* What is asked: Reproduce every one of the rows below word for word, but leave the pictures out.
--- Material for the task ---
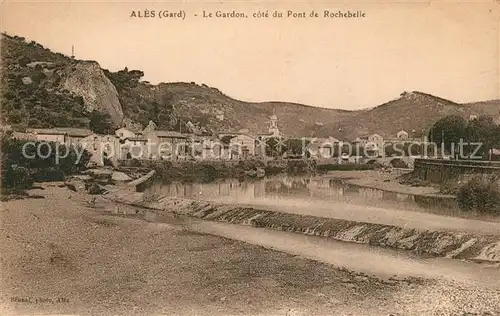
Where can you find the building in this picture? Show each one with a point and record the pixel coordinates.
(244, 144)
(125, 132)
(102, 146)
(373, 142)
(402, 135)
(65, 135)
(273, 129)
(48, 135)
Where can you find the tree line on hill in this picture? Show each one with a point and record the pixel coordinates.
(481, 132)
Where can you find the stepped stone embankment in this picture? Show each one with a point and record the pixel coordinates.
(456, 245)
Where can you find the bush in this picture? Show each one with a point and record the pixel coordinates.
(480, 195)
(19, 171)
(398, 163)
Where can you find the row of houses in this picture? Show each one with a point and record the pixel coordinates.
(151, 143)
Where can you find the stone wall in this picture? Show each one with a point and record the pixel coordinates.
(440, 171)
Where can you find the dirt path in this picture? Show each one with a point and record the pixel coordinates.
(60, 257)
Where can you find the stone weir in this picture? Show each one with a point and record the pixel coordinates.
(423, 242)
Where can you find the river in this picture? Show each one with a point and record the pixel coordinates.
---
* Correct answer:
Where can you find the building in this picture? Show each one with a point and record the pixel coordinates.
(244, 144)
(125, 132)
(102, 146)
(373, 142)
(402, 135)
(65, 135)
(273, 129)
(48, 135)
Where can you find the tree line on hill in this picture? Show each one with a point and record the pixel coordinates.
(481, 132)
Where can you find the stepped stone embankment in this picture? Show each one with a point and record the pixel coordinates.
(456, 245)
Where can you find the bush in this picture? Show each one with a point and record the pixel coordinates.
(480, 195)
(19, 171)
(398, 163)
Where can you find the row of houses in this picture? Show each one with a point and record the pixel coordinates.
(151, 143)
Where can you find the stone wall in this picture? Show each one with a point and record the pixel coordinates.
(440, 171)
Where can you find the dirt path in this picture? Show each one with a point and record the pixel coordinates.
(60, 257)
Where can you find the stone weir in this picture? Show each one with a point and record the pixel coordinates.
(423, 242)
Where can you find the river in this picture? Show each one with a point and record the pixel coordinates.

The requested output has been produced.